2025年7月、日本銀行は2002~2010年に金融安定化を目的として購入していたメガバンクなどの銀行保有株を、保有残高約1兆3500億円のうち550億円を残してすべて売却し、長期保有してきた銀行株からの撤退を完了させた。

この政策は、当時の金融危機への対応として約2.4兆円を投じた異例の措置であり、銀行システムの安定化を目的としていたもの。保有期間中に受け取った配当収入なども含めれば、日銀は最終的に充分な利益を得る形で回収する結果となった。

📉 静かに消えていくETF買い支えの時代

また、日銀が長年保有してきた日本株ETFの売却も進み、現在残されているのはわずか550億円程度とされる。これは、かつて70兆円規模にも膨らんだETF保有残高から見れば、ごく小さな規模だ。市場はもはや、中央銀行の支えに頼らずとも、安定と成長を続けられるという自信を得つつあるのだ。


🔁 なぜETF買い支えは始まったのか?
★ ★ ★ ★
### やること
上のページ抜粋から、「2025年7月、日本銀行は2」で始まり「という自信を得つつあるのだ。」で終わる部分を一字も変えずに引用せよ。

保存データ:
★ ★ ★ ★
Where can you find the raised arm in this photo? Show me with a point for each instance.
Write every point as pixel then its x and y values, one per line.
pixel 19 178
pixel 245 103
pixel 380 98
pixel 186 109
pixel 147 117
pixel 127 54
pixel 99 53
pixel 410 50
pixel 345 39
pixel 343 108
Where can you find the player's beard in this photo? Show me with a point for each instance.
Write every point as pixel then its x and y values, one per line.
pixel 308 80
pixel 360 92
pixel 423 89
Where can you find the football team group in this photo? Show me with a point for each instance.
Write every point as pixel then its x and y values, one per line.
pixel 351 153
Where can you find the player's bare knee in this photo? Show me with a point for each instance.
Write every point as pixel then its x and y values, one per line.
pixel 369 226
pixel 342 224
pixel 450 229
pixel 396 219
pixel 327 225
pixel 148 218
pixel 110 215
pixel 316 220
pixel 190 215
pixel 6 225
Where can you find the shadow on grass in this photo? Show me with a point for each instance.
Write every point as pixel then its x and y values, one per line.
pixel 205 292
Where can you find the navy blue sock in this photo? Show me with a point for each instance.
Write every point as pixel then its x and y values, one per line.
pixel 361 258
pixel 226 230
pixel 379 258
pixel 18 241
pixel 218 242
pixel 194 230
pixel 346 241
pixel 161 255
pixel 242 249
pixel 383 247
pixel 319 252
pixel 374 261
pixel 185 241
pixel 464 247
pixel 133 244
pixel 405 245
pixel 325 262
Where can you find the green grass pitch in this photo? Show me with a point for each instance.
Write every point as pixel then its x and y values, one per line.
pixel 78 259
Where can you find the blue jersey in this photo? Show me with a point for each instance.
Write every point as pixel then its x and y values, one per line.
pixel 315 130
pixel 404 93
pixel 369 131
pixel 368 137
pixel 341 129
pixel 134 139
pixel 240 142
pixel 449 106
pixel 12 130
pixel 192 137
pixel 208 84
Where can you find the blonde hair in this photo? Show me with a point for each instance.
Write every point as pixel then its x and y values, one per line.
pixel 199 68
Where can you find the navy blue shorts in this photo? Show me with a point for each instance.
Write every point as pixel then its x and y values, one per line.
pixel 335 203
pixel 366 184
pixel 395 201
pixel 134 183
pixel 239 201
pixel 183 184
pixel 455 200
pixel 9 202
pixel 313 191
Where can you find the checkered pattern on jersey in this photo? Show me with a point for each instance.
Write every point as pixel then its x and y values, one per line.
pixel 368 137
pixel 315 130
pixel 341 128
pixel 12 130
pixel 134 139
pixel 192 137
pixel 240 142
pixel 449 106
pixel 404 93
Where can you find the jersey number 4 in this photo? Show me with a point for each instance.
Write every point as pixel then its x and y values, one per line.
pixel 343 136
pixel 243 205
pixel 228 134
★ ★ ★ ★
### 課題の結果
2025年7月、日本銀行は2002~2010年に金融安定化を目的として購入していたメガバンクなどの銀行保有株を、保有残高約1兆3500億円のうち550億円を残してすべて売却し、長期保有してきた銀行株からの撤退を完了させた。

この政策は、当時の金融危機への対応として約2.4兆円を投じた異例の措置であり、銀行システムの安定化を目的としていたもの。保有期間中に受け取った配当収入なども含めれば、日銀は最終的に充分な利益を得る形で回収する結果となった。

📉 静かに消えていくETF買い支えの時代

また、日銀が長年保有してきた日本株ETFの売却も進み、現在残されているのはわずか550億円程度とされる。これは、かつて70兆円規模にも膨らんだETF保有残高から見れば、ごく小さな規模だ。市場はもはや、中央銀行の支えに頼らずとも、安定と成長を続けられるという自信を得つつあるのだ。